**Passage to read:**
************

= Père Dagobert =

Capuchin monk

Father Dagobert de Longuory (a.k.a. Père Dagobert) was a Capuchin friar who arrived in New Orleans from Quebec in 1722. In 1745, he became priest of the Parish Church of St. Louis (dedicated as a Cathedral in 1794) and later was appointed as vicar general of the diocese. He was active regionally for over 50 years and died in 1776.

While largely overlooked today, his contributions to New Orleans and its people are significant and enduring. One finds numerous references to him in historical accounts of 18th-century New Orleans, and despite sometimes conflicting information, it is agreed by the majority of historians that he was a seminal figure in the spiritual and social life of the city.

Following are some themes that reoccur throughout historical documents.

He was:
- Regarded as a great champion of the poor, and beloved by the people of New Orleans
- Praised for his kindness and love of the people of New Orleans, and their customs.
- A little "rotund" and described as "jolly."
- A great lover of food and wine, and was even described as a "gastronome."
- Criticized by the Spanish clergy for being too lax with regard to Catholic ritual.
- Non-traditional in that he wore a tricorn hat and other non-sanctioned garb.
- Noted for celebrating births and marriages at homes of his parishioners, and even frequented taverns.
- In charge of Charity Hospital for 8 years in the 1750s
- Quite famous regionally and even somewhat nationally well into the 20th century.

The consensus in historical texts is that his substantial political and social influence came, in large part, from his popularity.

************

**Task list:**
A) List the words that the Père Dagobert text places in quotation marks.
B) Update the Père Dagobert text from "- In charge" through "from his popularity.", replacing "popularity" with "charm".

Records taken from a dataset:
************

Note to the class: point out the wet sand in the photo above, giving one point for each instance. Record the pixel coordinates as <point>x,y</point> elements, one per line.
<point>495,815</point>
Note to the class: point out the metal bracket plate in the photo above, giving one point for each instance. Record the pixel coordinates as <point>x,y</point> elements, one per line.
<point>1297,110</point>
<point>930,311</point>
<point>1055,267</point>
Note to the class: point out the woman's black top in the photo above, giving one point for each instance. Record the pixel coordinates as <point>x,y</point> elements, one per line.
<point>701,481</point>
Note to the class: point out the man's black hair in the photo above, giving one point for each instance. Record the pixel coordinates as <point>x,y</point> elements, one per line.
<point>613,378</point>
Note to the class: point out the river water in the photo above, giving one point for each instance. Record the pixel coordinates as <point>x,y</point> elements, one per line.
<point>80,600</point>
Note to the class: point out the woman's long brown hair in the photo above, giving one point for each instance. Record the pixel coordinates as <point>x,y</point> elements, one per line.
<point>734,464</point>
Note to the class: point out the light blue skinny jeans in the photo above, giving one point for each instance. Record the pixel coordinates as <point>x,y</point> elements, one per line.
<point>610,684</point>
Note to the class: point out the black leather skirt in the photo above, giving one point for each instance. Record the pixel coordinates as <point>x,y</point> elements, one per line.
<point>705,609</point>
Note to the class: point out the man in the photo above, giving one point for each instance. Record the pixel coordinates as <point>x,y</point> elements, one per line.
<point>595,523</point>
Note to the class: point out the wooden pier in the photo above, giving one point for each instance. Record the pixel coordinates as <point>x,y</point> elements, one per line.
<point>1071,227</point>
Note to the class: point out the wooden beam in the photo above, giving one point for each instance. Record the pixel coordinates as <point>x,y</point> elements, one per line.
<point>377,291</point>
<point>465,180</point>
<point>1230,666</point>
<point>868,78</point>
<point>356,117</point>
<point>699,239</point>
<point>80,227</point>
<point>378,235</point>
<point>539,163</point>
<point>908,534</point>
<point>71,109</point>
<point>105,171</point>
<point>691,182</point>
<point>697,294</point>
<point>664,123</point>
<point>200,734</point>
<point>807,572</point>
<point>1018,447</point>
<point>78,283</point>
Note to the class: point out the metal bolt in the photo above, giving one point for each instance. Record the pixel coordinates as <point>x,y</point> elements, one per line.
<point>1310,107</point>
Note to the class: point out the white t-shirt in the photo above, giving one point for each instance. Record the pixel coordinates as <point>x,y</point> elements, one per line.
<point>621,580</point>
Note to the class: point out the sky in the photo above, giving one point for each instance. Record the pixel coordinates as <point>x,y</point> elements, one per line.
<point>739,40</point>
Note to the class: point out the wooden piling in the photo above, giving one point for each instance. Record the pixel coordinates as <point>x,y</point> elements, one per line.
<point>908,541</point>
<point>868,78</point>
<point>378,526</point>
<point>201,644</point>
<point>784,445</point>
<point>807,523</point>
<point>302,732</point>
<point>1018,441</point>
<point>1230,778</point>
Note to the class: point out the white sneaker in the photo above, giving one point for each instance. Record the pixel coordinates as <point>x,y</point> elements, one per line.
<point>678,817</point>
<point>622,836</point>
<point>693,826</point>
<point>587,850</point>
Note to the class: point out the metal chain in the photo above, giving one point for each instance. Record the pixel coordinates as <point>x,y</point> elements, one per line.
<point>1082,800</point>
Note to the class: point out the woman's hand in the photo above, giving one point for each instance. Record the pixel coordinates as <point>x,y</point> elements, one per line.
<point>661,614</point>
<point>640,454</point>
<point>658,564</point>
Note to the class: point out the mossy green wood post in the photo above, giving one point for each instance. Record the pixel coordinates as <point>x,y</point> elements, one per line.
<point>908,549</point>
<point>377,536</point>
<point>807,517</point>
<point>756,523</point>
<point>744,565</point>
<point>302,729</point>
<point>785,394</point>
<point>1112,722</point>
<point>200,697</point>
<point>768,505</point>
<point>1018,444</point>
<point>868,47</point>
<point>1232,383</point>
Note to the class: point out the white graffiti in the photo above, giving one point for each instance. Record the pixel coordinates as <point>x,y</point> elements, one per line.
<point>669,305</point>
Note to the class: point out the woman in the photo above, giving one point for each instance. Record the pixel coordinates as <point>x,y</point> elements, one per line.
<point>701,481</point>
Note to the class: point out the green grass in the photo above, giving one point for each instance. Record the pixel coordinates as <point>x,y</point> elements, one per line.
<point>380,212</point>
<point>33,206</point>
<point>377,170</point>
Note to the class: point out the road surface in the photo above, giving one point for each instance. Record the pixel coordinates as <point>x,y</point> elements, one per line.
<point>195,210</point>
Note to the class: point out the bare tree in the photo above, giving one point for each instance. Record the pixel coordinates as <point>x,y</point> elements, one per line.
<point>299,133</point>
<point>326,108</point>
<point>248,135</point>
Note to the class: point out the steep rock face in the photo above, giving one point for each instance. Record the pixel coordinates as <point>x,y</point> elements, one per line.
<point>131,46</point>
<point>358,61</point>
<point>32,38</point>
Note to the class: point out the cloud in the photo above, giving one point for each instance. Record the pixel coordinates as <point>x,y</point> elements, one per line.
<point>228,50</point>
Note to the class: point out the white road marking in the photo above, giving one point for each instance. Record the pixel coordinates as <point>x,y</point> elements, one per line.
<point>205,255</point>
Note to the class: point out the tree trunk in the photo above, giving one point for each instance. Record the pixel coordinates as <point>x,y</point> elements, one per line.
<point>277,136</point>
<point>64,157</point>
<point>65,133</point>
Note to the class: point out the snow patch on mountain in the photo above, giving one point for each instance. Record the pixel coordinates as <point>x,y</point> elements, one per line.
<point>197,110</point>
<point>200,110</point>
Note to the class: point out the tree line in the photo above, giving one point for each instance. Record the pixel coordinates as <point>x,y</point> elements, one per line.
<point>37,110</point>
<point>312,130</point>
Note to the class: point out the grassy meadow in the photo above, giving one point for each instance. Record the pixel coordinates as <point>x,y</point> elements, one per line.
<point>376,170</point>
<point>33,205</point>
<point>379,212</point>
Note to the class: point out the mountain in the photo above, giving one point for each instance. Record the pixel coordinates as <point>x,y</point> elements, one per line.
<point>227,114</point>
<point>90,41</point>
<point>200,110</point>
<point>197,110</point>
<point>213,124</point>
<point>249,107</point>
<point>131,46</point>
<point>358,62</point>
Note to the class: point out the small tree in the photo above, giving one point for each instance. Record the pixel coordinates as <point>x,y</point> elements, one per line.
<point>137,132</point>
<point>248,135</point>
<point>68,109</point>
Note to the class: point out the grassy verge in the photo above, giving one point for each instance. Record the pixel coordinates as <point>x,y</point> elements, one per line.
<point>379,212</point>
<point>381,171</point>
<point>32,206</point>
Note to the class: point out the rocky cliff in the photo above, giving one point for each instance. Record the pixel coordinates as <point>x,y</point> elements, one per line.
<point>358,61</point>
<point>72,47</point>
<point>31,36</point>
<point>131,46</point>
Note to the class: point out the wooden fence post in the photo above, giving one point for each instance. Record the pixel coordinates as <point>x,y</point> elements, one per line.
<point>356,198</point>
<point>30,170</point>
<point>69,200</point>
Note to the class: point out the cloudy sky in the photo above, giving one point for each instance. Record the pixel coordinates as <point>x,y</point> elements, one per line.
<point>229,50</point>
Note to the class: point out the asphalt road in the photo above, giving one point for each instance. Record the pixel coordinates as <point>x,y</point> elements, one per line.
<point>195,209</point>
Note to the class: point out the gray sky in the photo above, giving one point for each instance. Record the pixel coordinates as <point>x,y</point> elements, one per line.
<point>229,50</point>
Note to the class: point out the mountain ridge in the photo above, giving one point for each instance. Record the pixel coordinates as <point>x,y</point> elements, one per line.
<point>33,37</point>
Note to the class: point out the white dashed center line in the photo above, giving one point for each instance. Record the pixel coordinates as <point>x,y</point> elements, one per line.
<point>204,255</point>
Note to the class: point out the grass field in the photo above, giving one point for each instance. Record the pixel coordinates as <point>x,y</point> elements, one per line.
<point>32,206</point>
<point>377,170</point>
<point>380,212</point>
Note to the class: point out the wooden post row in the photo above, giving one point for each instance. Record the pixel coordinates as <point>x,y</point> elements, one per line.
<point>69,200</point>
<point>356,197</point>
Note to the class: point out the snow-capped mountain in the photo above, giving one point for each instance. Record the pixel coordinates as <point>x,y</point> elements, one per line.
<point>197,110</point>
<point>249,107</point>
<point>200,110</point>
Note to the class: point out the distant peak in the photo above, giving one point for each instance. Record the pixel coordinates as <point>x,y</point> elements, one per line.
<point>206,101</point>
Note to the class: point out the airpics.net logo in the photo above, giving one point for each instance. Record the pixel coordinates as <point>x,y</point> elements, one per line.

************

**Your responses:**
A) rotund, jolly, gastronome

B)
- In charge of Charity Hospital for 8 years in the 1750s
- Quite famous regionally and even somewhat nationally well into the 20th century.

The consensus in historical texts is that his substantial political and social influence came, in large part, from his charm.